## Directions
Convert the rows below into a JSON list of strings, with one string per line and blank lines omitted. Start at the line containing "of the window" and end at the final line of the rows.

----

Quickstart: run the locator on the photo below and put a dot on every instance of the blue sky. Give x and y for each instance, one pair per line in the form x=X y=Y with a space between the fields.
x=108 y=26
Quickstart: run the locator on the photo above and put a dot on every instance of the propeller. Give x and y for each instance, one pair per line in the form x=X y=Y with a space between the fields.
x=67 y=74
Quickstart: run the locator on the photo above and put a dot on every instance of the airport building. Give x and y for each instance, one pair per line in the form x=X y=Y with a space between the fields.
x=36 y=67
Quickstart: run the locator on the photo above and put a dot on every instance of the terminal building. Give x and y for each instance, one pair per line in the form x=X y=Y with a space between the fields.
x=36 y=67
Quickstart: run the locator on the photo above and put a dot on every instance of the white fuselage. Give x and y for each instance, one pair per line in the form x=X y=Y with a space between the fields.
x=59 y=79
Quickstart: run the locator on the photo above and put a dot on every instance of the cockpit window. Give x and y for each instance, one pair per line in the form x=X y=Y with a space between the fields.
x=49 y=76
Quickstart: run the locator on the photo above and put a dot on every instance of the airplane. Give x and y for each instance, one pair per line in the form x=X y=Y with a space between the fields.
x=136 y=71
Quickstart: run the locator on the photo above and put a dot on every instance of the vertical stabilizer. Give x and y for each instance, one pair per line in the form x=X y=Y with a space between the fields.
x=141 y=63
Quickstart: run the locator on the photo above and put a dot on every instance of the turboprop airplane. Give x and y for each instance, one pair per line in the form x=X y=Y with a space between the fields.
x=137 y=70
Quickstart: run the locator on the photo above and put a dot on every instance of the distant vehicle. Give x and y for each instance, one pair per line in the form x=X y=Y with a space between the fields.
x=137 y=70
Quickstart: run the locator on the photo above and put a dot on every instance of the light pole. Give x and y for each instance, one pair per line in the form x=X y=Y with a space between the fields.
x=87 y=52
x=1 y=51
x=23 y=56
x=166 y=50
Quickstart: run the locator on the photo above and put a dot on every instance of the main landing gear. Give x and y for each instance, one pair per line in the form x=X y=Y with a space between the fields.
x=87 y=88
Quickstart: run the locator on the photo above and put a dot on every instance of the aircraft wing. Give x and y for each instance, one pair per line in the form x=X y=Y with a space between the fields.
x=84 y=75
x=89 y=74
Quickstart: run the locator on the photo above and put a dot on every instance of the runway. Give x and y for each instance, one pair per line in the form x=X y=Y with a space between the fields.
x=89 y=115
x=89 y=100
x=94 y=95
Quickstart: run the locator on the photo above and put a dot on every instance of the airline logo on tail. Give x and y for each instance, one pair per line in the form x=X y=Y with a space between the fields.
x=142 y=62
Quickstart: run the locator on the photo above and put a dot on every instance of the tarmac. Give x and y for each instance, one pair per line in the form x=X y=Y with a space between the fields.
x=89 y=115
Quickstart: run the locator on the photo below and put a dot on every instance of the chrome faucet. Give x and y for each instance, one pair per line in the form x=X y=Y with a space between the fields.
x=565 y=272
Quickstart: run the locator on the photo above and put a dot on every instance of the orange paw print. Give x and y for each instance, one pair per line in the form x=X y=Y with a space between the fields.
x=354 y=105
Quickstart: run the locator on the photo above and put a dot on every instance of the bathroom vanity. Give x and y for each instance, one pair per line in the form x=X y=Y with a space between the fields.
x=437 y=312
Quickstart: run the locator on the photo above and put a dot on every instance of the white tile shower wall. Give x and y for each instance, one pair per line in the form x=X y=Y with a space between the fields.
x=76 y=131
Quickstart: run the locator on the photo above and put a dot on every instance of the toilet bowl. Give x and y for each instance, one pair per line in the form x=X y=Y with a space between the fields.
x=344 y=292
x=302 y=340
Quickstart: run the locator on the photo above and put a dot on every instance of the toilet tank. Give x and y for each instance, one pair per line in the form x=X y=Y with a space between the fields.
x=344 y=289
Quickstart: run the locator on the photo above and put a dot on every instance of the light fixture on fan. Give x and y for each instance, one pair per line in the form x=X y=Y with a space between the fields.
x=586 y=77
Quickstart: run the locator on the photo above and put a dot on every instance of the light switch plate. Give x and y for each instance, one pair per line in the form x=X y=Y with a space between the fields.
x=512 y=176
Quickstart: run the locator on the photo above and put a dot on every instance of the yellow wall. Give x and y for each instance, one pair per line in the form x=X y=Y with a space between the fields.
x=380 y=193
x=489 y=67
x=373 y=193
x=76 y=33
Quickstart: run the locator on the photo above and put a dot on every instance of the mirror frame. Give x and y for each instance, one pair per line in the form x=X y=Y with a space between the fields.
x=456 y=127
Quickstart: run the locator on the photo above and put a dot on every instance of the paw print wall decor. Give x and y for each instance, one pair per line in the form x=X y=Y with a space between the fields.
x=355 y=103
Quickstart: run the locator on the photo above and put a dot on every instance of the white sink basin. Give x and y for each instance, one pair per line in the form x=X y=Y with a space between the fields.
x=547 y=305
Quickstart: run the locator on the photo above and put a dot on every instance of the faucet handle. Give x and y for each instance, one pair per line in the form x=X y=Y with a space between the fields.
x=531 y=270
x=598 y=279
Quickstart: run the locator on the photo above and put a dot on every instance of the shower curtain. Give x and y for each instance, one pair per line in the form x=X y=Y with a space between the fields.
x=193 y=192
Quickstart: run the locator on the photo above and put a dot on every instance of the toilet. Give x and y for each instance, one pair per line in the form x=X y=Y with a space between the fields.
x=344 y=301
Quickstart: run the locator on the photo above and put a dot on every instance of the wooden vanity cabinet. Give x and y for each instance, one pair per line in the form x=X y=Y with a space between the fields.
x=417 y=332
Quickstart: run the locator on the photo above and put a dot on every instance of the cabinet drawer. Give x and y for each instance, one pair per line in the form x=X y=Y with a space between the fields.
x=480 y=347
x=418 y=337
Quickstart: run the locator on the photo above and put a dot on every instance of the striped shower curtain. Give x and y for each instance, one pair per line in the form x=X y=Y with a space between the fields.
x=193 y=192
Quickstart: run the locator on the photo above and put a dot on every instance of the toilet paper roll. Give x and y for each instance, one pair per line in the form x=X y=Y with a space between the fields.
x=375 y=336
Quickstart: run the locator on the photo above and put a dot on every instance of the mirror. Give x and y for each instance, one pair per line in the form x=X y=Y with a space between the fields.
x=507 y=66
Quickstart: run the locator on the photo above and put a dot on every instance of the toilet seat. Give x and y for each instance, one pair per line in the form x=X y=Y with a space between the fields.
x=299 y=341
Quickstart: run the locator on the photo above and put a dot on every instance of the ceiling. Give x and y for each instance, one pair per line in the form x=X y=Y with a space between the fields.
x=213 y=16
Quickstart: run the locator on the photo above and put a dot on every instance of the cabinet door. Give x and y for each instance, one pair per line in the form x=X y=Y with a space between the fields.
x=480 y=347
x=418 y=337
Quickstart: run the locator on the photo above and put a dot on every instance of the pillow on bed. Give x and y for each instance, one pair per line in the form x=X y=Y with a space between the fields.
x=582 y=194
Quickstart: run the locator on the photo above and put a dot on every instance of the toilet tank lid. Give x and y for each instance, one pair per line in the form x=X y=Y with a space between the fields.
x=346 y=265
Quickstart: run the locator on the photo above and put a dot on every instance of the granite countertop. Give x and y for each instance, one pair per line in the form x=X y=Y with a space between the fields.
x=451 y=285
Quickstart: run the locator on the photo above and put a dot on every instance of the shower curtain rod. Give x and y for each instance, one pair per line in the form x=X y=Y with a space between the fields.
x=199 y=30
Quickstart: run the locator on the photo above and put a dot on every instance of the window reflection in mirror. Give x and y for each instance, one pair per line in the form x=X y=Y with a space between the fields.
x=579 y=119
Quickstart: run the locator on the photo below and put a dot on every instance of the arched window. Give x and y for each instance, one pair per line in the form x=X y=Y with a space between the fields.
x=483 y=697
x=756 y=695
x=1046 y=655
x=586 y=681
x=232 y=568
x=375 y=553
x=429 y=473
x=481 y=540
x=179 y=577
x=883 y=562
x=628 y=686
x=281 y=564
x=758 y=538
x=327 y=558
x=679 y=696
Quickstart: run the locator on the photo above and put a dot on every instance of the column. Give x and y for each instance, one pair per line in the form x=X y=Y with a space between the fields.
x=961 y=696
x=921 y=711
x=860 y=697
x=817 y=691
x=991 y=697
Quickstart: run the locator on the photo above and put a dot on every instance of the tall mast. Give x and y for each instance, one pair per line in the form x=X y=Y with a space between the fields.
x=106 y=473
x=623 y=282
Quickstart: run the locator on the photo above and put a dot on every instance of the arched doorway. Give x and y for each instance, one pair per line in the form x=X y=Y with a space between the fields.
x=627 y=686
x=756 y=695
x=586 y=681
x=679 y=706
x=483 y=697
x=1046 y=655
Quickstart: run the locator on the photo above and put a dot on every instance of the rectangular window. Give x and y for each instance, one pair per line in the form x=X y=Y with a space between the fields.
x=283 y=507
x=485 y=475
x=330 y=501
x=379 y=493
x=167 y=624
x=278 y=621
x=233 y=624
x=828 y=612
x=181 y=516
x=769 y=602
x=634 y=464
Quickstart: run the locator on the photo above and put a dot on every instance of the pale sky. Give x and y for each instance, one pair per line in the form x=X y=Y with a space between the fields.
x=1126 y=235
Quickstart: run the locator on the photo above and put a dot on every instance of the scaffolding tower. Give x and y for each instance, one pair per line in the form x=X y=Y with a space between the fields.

----

## The result
[
  "Quickstart: run the locator on the photo above and put a dot on every instance of the window reflection in mirror. Give x and y for each instance, one pair per line in the form x=X y=Y with a space between the fields.",
  "x=579 y=119",
  "Quickstart: run the locator on the photo below and put a dot on every instance of the arched window. Give x and y for each instance, one pair per line in the form x=X y=Y with a space between the fields.",
  "x=483 y=697",
  "x=756 y=695",
  "x=1046 y=655",
  "x=586 y=681",
  "x=232 y=568",
  "x=375 y=553",
  "x=429 y=473",
  "x=481 y=540",
  "x=179 y=577",
  "x=883 y=562",
  "x=628 y=686",
  "x=281 y=564",
  "x=758 y=538",
  "x=327 y=558",
  "x=679 y=696",
  "Quickstart: run the locator on the photo above and put a dot on every instance of the column. Give x and y for each instance, one pair per line in the form x=X y=Y with a space between the fields.",
  "x=961 y=696",
  "x=921 y=711",
  "x=860 y=697",
  "x=817 y=691",
  "x=991 y=697",
  "Quickstart: run the locator on the photo above and put a dot on every instance of the tall mast. Give x and y for each instance, one pair per line in the form x=X y=Y with a space between the fields.",
  "x=106 y=473",
  "x=623 y=282",
  "Quickstart: run the locator on the photo above and put a dot on every instance of the arched doorway. Give x and y for each instance, one pair per line in the form x=X y=Y with a space between the fields.",
  "x=627 y=686",
  "x=756 y=695",
  "x=586 y=681",
  "x=679 y=706",
  "x=483 y=697",
  "x=1046 y=655",
  "Quickstart: run the locator on the photo above and put a dot on every instance of the rectangular window. Give x and y for each instance, one pair per line in the form x=X y=Y with a space between the fields.",
  "x=283 y=507",
  "x=485 y=475",
  "x=330 y=501",
  "x=379 y=493",
  "x=167 y=624",
  "x=278 y=621",
  "x=233 y=624",
  "x=828 y=612",
  "x=181 y=516",
  "x=769 y=602",
  "x=634 y=464",
  "Quickstart: run the locator on the photo above and put a dot on every instance of the pale sky. Give x and y for each instance, one pair per line in the form x=X y=Y with a space between the fields.",
  "x=1126 y=235",
  "Quickstart: run the locator on the photo above and put a dot on every instance of the scaffolding tower. Give x and y for each instance, one pair per line in the form x=X y=Y with a space between the fields."
]